* _Tâches à faire_:
**a.** Répondez à ces questions d'après l'extrait choisi sur le psaume 54 :
(i) Par qui le chrétien est-il figuré ?
(ii) Où se retire-t-il, obligé de rester au milieu de ses ennemis ?
(iii) Que sa confiance lui fait-elle demander pour lui-même ?
**b.** Traduisez en anglais cette phrase de l'extrait choisi : « Figuré par David, le chrétien se trouve environné de méchants ; dans ses pénibles épreuves, il a recours à la prière, à l’espérance, à la patience et au pardon. »

* _Extrait choisi_:
__________
DISCOURS SUR LE PSAUME 54

SERMON AU PEUPLE.

AMOUR DE DIEU ET DU PROCHAIN.

Figuré par David, le chrétien se trouve environné de méchants ; dans ses pénibles épreuves, il a recours à la prière, à l’espérance, à la patience et au pardon. Ses sens se révoltent à la pensée des mauvais traitements auxquels il est en butte ; mais, loin de s’ouvrir à la haine, son cœur s’ouvre à la charité il voudrait mourir, mais l’amour pour le prochain te retient ici-bas. Obligé de rester au milieu de ses ennemis, il se retire du moins dans la solitude de sa conscience, mais il n’y rencontre que le trouble ; alors il recourt de nouveau à la prière, à une prière animée par le pur amour de la gloire de Dieu et la confiance en lui. Son amour pour Dieu lui fait désirer la punition et l’aveuglement de ceux qui le détestent et l’oublient : sa confiance lui fait demander, pour lui-même, d’être éclairé et affermi dans la foi.
__________
* _Données_:
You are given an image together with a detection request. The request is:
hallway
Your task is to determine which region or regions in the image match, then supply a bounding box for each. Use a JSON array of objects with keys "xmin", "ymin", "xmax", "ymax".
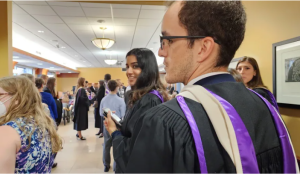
__________
* _Réponses complètes_:
**a.**
(i) Par David.
(ii) Dans la solitude de sa conscience.
(iii) D'être éclairé et affermi dans la foi.

**b.** Represented by David, the Christian finds himself surrounded by wicked people; in his painful trials, he turns to prayer, hope, patience, and forgiveness.